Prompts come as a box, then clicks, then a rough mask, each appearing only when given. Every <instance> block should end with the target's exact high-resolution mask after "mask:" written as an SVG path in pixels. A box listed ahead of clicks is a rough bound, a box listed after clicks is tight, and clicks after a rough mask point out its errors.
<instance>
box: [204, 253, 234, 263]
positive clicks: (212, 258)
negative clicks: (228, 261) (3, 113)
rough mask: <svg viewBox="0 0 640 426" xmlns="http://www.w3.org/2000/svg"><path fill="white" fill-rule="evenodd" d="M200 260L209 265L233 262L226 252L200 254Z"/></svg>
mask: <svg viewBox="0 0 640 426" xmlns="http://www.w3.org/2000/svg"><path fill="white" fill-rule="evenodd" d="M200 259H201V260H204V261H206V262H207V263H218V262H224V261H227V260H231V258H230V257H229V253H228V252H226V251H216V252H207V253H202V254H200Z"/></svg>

• **To do**
Repeat exactly the lines of the material from the one with "box: [204, 253, 234, 263]" through the end, both the first and the last included.

• **Reply**
box: [204, 253, 234, 263]
positive clicks: (212, 258)
negative clicks: (228, 261) (3, 113)
rough mask: <svg viewBox="0 0 640 426" xmlns="http://www.w3.org/2000/svg"><path fill="white" fill-rule="evenodd" d="M200 260L209 265L233 262L226 252L200 254Z"/></svg>
mask: <svg viewBox="0 0 640 426" xmlns="http://www.w3.org/2000/svg"><path fill="white" fill-rule="evenodd" d="M200 259H201V260H204V261H206V262H207V263H218V262H224V261H227V260H231V258H230V257H229V253H228V252H226V251H216V252H207V253H202V254H200Z"/></svg>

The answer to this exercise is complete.